Kampusch 'pities captor'
An Austrian teenager who escaped from her kidnapper one year ago has said she feels increasingly sorry for her kidnapper.
Natascha Kampusch, now 19, was snatched as a ten-year-old on her way to school and forced to live in a cell beneath a house.
Her dramatic escape in August 2006 turned her into an international media sensation. Her captor, Wolfgang Priklopil, 44, committed suicide after she fled.
Asked about Priklopil, Ms Kampusch said: "I felt a little bit of regret, of pity. All I can say is that I feel more and more sorry for him."
Ms Kampusch spent most of her teenage years in the tiny, windowless cell and only made her escape when Priklopil was distracted by a phone call as she was cleaning his car in the driveway of his home.
"What he did to me has become more distant, (but) it does not fade away, it boils up again and again," she said. "I just try to handle these memories as well as I can, and try to work through them."
The story of her dash to freedom, but also her relationship to Priklopil, with whom she occasionally went shopping and skiing, held media audiences spellbound around the globe.
Ms Kampusch explained why she bade farewell to Priklopil's coffin after his suicide.
She said: "I said farewell, and why shouldn't I have done so? It was important to me, because the last time I saw him alive was when he turned his back to me and I ran away head over heels, but I only said farewell to his coffin, I didn't actually see him."
Ms Kampusch likened her relationship with Priklopil to a wrestling match in which both sides tried to gain the upper hand and also said she had kept the clothing he had provided for her.

**Written request 1**
Answer these questions about the Kampusch article:
(a) How old was Natascha Kampusch when she was snatched?
(b) What distracted Priklopil at the moment she made her escape?
(c) To what did Ms Kampusch liken her relationship with Priklopil?

Records from a point labeling set

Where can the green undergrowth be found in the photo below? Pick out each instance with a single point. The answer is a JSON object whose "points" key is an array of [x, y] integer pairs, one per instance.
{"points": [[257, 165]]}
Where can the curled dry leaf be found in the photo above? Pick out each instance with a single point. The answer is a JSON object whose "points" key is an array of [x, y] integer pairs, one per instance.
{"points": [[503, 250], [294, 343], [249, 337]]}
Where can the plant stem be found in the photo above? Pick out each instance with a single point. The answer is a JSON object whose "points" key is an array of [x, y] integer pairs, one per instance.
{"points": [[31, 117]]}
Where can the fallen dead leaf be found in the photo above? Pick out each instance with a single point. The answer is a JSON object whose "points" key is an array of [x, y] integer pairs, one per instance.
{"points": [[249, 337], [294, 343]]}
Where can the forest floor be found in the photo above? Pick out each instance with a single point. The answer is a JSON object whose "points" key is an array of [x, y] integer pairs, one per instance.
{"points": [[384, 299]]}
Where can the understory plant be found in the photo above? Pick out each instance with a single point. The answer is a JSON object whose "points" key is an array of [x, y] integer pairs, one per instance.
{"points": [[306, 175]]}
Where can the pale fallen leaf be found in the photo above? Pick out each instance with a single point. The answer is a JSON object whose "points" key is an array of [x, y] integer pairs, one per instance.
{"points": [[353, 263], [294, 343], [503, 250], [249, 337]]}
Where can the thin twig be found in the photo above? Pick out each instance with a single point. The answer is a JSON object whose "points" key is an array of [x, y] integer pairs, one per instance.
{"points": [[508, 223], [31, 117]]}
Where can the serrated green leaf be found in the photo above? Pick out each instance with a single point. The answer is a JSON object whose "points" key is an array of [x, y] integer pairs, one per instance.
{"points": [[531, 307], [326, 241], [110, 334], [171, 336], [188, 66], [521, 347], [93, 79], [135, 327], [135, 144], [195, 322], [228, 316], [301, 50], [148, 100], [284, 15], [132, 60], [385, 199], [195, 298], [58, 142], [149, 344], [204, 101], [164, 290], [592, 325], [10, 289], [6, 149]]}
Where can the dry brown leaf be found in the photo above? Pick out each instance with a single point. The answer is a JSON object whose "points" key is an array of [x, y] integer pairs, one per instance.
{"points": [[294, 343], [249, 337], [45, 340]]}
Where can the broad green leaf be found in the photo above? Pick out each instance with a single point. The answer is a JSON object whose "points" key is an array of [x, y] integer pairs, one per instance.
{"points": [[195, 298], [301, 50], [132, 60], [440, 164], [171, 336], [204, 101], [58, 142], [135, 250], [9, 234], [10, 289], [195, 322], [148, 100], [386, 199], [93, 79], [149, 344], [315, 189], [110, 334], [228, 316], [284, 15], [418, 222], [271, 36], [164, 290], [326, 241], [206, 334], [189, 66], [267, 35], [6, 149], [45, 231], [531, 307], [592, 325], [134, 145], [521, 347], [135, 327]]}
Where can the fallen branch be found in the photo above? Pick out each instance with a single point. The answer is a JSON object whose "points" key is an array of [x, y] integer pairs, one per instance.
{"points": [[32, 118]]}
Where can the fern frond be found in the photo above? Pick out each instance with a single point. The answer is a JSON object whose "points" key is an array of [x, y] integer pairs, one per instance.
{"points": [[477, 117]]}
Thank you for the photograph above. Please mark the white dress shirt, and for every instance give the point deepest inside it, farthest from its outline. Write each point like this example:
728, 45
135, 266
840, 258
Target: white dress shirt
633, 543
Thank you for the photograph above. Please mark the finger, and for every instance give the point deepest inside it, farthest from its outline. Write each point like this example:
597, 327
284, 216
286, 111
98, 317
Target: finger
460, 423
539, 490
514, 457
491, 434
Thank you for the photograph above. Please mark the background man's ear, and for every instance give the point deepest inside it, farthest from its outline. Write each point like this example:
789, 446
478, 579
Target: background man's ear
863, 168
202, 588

**Written request 2**
Report each line of the rows that contains the word "finger".

**Correct output 1**
(a) She was ten years old.
(b) A phone call distracted him.
(c) She likened it to a wrestling match in which both sides tried to gain the upper hand.

**Correct output 2**
Thank you for the photograph above. Please mark the finger, and for every instance give the point deepest inside it, farthest from its outline. Write each point like this example:
Target: finger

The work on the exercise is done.